┌────────
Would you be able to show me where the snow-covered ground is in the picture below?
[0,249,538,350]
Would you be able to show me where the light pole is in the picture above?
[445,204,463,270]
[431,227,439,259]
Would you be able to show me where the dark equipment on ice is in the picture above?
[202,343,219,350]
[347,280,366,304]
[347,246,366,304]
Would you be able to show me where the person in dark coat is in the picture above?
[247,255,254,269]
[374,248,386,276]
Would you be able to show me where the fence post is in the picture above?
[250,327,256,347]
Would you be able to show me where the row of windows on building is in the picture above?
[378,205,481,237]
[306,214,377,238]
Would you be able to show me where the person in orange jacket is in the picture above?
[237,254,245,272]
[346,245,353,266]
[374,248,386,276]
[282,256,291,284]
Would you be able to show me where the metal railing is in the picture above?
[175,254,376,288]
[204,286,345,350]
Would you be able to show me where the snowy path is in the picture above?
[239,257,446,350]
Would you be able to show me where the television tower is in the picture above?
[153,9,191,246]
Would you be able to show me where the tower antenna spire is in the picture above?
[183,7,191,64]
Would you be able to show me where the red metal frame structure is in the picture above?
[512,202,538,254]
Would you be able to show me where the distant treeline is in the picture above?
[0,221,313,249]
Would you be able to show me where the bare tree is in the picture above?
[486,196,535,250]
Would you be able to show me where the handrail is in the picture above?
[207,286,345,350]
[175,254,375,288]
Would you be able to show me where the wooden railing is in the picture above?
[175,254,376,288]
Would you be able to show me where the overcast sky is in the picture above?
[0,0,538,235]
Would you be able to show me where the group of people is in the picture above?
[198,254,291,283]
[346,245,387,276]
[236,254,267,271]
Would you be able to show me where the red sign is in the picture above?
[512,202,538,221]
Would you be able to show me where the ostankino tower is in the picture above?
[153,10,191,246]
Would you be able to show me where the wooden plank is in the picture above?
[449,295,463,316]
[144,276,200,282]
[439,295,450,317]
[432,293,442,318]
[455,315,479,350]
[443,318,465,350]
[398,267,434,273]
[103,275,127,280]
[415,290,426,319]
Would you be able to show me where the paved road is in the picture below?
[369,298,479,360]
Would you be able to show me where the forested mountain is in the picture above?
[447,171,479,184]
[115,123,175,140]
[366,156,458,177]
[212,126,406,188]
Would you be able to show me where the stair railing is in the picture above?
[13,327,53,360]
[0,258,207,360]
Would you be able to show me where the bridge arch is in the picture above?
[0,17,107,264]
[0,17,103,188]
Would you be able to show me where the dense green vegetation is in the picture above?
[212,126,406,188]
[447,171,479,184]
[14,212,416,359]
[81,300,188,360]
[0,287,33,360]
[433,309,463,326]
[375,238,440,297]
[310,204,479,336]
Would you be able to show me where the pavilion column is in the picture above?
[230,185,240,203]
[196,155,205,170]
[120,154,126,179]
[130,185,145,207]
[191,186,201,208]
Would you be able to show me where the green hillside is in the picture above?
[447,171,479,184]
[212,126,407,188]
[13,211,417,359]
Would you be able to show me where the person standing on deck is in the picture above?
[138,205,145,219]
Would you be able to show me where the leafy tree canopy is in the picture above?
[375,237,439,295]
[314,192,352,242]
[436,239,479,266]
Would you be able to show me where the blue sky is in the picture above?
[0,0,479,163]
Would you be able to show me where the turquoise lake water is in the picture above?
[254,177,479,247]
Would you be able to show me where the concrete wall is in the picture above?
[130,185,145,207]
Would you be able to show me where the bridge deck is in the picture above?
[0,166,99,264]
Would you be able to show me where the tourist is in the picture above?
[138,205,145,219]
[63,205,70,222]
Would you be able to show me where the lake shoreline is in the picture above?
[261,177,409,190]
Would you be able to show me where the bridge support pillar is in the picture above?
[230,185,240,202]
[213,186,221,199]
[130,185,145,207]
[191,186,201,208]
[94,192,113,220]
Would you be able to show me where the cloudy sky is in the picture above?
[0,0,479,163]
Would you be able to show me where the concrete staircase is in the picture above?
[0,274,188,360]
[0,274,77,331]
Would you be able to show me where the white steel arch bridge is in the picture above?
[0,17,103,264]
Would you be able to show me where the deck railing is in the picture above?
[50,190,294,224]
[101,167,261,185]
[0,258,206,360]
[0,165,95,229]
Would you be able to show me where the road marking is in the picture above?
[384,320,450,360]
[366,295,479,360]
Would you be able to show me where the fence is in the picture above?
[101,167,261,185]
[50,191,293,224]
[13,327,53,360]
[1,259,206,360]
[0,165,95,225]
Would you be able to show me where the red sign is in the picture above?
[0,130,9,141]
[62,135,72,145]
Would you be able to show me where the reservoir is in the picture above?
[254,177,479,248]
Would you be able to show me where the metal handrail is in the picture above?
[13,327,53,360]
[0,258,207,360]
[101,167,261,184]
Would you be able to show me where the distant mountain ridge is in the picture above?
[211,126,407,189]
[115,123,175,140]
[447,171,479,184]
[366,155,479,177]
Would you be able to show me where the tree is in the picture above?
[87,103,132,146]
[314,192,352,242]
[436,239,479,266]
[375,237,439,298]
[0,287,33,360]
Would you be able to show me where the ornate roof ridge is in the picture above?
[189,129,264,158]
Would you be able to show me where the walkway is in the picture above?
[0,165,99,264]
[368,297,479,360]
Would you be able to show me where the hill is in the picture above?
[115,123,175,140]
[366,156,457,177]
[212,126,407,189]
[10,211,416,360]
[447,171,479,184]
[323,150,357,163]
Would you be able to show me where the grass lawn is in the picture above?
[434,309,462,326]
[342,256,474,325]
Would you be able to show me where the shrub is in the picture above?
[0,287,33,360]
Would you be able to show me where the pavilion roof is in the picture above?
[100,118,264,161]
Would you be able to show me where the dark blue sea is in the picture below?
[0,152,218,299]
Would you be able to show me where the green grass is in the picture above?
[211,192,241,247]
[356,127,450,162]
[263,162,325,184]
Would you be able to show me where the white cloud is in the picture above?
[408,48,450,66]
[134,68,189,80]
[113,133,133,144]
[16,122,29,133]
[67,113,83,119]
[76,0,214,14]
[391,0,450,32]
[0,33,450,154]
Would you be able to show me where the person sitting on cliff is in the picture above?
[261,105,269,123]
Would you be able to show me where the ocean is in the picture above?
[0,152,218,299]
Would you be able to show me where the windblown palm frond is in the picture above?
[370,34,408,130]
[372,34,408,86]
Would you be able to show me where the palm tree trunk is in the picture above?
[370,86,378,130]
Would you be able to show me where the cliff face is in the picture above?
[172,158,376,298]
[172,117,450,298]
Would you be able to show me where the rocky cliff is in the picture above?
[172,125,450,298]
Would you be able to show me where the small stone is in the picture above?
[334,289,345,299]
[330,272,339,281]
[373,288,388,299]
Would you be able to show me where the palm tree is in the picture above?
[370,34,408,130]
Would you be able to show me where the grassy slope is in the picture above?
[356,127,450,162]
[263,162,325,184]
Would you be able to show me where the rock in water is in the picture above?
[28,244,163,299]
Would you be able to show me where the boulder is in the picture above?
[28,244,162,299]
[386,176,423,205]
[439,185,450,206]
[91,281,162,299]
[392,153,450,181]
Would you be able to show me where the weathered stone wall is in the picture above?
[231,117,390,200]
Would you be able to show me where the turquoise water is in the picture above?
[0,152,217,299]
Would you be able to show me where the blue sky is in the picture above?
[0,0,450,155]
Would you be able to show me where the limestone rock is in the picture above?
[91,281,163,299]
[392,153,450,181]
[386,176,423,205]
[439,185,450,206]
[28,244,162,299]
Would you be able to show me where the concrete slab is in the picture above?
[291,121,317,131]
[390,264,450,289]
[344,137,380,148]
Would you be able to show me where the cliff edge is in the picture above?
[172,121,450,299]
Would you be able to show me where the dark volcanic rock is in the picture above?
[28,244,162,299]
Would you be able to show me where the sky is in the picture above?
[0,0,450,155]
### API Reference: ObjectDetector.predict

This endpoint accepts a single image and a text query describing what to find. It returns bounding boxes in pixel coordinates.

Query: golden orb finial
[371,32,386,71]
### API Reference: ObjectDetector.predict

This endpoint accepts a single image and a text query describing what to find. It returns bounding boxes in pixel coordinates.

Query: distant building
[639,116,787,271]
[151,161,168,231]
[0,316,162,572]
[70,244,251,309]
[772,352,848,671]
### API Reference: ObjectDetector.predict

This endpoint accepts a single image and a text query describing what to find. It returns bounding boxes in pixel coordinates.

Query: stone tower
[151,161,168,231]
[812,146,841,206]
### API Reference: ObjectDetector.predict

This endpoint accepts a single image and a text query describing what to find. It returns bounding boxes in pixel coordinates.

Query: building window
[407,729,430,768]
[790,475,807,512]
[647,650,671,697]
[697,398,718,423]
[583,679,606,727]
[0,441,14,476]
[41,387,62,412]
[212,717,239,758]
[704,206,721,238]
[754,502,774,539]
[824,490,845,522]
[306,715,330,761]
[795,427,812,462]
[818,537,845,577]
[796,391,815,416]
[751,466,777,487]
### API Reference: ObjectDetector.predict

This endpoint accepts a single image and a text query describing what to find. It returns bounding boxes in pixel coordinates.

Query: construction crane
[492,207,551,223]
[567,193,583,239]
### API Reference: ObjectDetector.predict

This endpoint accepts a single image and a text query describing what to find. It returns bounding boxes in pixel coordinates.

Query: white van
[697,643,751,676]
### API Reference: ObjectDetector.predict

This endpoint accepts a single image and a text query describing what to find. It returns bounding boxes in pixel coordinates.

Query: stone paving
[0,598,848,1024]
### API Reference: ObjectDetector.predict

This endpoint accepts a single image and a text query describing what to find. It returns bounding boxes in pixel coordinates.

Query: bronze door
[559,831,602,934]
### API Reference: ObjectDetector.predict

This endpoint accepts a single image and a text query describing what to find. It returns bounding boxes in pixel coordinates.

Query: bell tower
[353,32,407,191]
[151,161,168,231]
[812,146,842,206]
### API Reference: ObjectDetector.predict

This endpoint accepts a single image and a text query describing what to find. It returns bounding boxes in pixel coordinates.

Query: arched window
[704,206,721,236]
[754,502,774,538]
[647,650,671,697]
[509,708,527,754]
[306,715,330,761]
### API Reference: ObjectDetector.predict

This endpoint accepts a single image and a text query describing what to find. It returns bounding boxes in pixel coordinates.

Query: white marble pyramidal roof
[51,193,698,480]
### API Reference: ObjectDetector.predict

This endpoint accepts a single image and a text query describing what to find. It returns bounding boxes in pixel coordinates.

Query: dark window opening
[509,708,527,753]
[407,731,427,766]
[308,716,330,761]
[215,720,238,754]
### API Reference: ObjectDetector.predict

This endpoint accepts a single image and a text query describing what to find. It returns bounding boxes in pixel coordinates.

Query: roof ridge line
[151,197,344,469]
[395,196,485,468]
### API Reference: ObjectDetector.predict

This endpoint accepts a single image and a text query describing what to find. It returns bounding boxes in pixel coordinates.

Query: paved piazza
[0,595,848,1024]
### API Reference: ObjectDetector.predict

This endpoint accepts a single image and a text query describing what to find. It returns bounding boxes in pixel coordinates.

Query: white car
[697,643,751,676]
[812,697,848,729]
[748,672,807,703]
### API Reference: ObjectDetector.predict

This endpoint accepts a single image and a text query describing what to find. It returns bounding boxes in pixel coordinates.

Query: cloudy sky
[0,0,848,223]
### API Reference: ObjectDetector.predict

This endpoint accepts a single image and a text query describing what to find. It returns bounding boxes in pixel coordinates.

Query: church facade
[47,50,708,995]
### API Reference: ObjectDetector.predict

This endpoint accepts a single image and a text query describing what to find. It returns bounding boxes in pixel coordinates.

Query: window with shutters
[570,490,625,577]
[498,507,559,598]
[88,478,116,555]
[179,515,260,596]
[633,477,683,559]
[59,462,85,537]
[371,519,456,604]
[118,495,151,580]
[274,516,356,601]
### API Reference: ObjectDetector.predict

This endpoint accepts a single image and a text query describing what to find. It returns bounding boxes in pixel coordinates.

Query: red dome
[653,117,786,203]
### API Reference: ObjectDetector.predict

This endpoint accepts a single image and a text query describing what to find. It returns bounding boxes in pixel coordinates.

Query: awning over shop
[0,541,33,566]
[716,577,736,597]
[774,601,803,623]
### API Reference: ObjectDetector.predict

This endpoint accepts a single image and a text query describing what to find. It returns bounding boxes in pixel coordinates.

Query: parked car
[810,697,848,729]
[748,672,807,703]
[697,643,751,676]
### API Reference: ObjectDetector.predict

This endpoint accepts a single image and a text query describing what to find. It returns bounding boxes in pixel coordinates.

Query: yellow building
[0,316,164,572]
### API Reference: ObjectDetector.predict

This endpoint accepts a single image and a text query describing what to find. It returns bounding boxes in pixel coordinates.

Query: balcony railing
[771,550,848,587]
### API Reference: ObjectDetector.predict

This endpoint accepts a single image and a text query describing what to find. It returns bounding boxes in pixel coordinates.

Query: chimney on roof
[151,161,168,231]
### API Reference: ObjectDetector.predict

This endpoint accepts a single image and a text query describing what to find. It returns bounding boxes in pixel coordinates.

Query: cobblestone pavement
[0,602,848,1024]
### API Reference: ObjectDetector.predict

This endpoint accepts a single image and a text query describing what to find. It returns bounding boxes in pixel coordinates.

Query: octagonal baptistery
└────────
### PROMPT
In the rows above, turn the lines starting at the one that contains "trunk is in the picture above?" and ending at the one that contains "[373,288,388,299]" into a Markdown table with two columns, Number and Text. Number each line in order and leave out any blank lines.

### COMPLETE RESPONSE
| Number | Text |
|---|---|
| 1 | Would you be able to show me where the palm tree trunk is in the picture above? |
| 2 | [370,86,378,130] |
| 3 | Would you be able to show me where the cliff face is in the picture above? |
| 4 | [172,158,376,298] |
| 5 | [172,117,450,298] |
| 6 | Would you be able to show me where the rocky cliff is in the picture above? |
| 7 | [172,125,450,298] |
| 8 | Would you be able to show me where the small stone is in the picture above? |
| 9 | [334,289,345,299] |
| 10 | [330,272,339,281] |
| 11 | [373,288,388,299] |